LESETEXT:
===============

Die nach Indien zweitgrößte demokratische Abstimmung der Welt steht kurz bevor. An vier Tagen im Juni werden über 350 Millionen Bürgerinnen und Bürger der Europäischen Union über die Zusammensetzung des Europäischen Parlaments bis zum Jahr 2029 entscheiden. Etwa 20 Millionen davon werden Erstwähler sein (Quelle: „European elections 2024: People eligible to vote.“ Eurostat, 4. April 2024). Wir scheinen an einem Wendepunkt zu stehen; die Mehrheit der Bevölkerung erklärt, dass sie das Vertrauen in die traditionellen, etablierten politischen Parteien verloren habe und einen Wandel wünsche.

Welche Themen stehen im Mittelpunkt?

Aus der letzten Eurobarometer-Umfrage, durchgeführt im Zeitraum Februar 2024 bis März 2024, geht hervor, dass den Wählern die folgenden Themen am meisten am Herzen liegen:

  • Bekämpfung der Armut und gesellschaftlichen Ausgrenzung (33 Prozent)
  • Unterstützung des Gesundheitswesens (32 Prozent)
  • Wirtschaftsförderung und Schaffung neuer Arbeitsplätze (31 Prozent)
  • Verteidigung und Sicherheit der EU (31 Prozent)

===============

AUFLISTUNG:
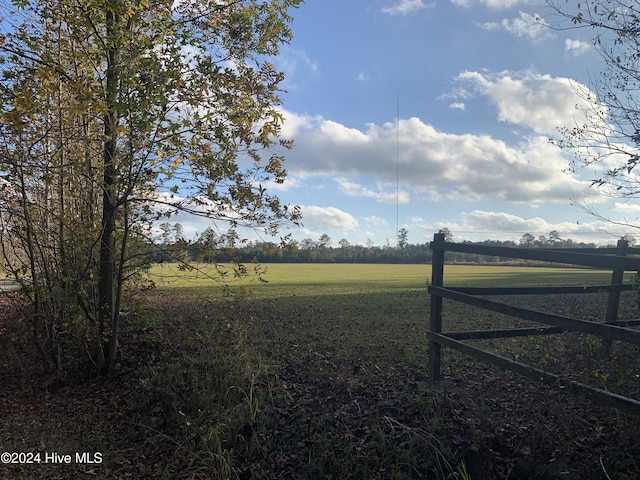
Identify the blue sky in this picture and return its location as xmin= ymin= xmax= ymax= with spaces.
xmin=178 ymin=0 xmax=640 ymax=245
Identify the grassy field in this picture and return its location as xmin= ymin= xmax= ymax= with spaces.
xmin=0 ymin=264 xmax=640 ymax=480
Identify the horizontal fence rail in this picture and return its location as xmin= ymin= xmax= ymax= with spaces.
xmin=428 ymin=233 xmax=640 ymax=415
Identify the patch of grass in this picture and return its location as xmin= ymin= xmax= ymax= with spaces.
xmin=0 ymin=264 xmax=640 ymax=480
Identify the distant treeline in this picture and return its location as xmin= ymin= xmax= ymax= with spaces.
xmin=153 ymin=224 xmax=620 ymax=264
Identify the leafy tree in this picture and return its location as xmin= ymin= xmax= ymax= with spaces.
xmin=0 ymin=0 xmax=301 ymax=374
xmin=520 ymin=233 xmax=536 ymax=247
xmin=440 ymin=227 xmax=453 ymax=242
xmin=319 ymin=233 xmax=333 ymax=248
xmin=548 ymin=0 xmax=640 ymax=202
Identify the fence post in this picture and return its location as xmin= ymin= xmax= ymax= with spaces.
xmin=602 ymin=238 xmax=629 ymax=353
xmin=605 ymin=238 xmax=629 ymax=323
xmin=429 ymin=233 xmax=445 ymax=382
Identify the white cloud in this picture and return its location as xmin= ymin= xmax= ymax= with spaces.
xmin=479 ymin=12 xmax=554 ymax=42
xmin=302 ymin=205 xmax=358 ymax=231
xmin=451 ymin=0 xmax=534 ymax=10
xmin=457 ymin=70 xmax=593 ymax=135
xmin=382 ymin=0 xmax=435 ymax=15
xmin=336 ymin=178 xmax=409 ymax=203
xmin=442 ymin=210 xmax=615 ymax=243
xmin=564 ymin=38 xmax=591 ymax=57
xmin=614 ymin=202 xmax=640 ymax=213
xmin=364 ymin=215 xmax=389 ymax=227
xmin=287 ymin=109 xmax=586 ymax=204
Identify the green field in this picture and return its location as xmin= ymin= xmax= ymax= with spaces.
xmin=5 ymin=264 xmax=640 ymax=480
xmin=150 ymin=263 xmax=624 ymax=290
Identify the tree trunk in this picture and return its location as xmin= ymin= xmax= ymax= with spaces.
xmin=96 ymin=2 xmax=120 ymax=373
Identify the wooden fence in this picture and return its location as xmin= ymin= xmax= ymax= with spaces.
xmin=428 ymin=233 xmax=640 ymax=414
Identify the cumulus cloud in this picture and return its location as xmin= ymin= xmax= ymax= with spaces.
xmin=382 ymin=0 xmax=435 ymax=15
xmin=287 ymin=111 xmax=585 ymax=204
xmin=364 ymin=215 xmax=389 ymax=227
xmin=480 ymin=12 xmax=554 ymax=41
xmin=442 ymin=210 xmax=611 ymax=243
xmin=451 ymin=0 xmax=533 ymax=10
xmin=302 ymin=205 xmax=358 ymax=231
xmin=564 ymin=38 xmax=591 ymax=57
xmin=336 ymin=178 xmax=409 ymax=203
xmin=614 ymin=202 xmax=640 ymax=213
xmin=457 ymin=71 xmax=594 ymax=135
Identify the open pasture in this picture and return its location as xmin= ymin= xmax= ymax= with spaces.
xmin=144 ymin=264 xmax=640 ymax=479
xmin=5 ymin=263 xmax=640 ymax=480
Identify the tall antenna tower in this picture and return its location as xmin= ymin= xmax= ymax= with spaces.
xmin=396 ymin=90 xmax=400 ymax=247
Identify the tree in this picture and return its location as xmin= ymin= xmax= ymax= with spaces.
xmin=0 ymin=0 xmax=301 ymax=372
xmin=318 ymin=233 xmax=333 ymax=248
xmin=439 ymin=227 xmax=453 ymax=242
xmin=520 ymin=233 xmax=536 ymax=248
xmin=548 ymin=0 xmax=640 ymax=204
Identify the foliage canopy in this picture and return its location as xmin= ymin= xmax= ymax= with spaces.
xmin=0 ymin=0 xmax=301 ymax=373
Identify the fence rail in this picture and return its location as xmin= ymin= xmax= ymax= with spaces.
xmin=428 ymin=233 xmax=640 ymax=415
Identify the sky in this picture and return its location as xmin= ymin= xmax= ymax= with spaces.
xmin=174 ymin=0 xmax=640 ymax=246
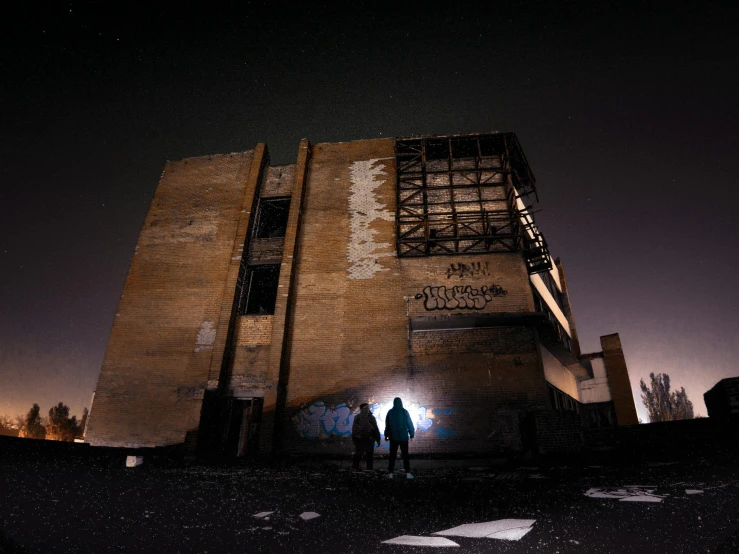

===============

AUFGABEN:
a. Wie viele Erstwähler werden laut dem Text zur Europawahl ungefähr erwartet?
b. Führe bitte den Text zur Europawahl nach seinem letzten Aufzählungspunkt fort.

LÖSUNGEN:
a. Etwa 20 Millionen.

b.
  • Maßnahmen gegen den Klimawandel (27 Prozent)

Die enge Verflechtung dieser Themen ist frappierend. In dieser Legislaturperiode werden die Themen Verteidigung und Sicherheit immer wichtiger, vor allem angesichts des zunehmend willkürlichen und erbitterten Krieges Russlands gegen die benachbarte Ukraine. Etwa acht von zehn Befragten sind der Ansicht, dass die Bedeutung dieser Wahlen höher ist als in der Vergangenheit. Besonders auffällig ist der einheitliche Wunsch, die Position der EU in der Welt zu stärken, wobei Verteidigung (37 Prozent), Nahrungsmittelsicherheit (30 Prozent) und Energiesicherheit (30 Prozent) die drei wichtigsten Themen sind.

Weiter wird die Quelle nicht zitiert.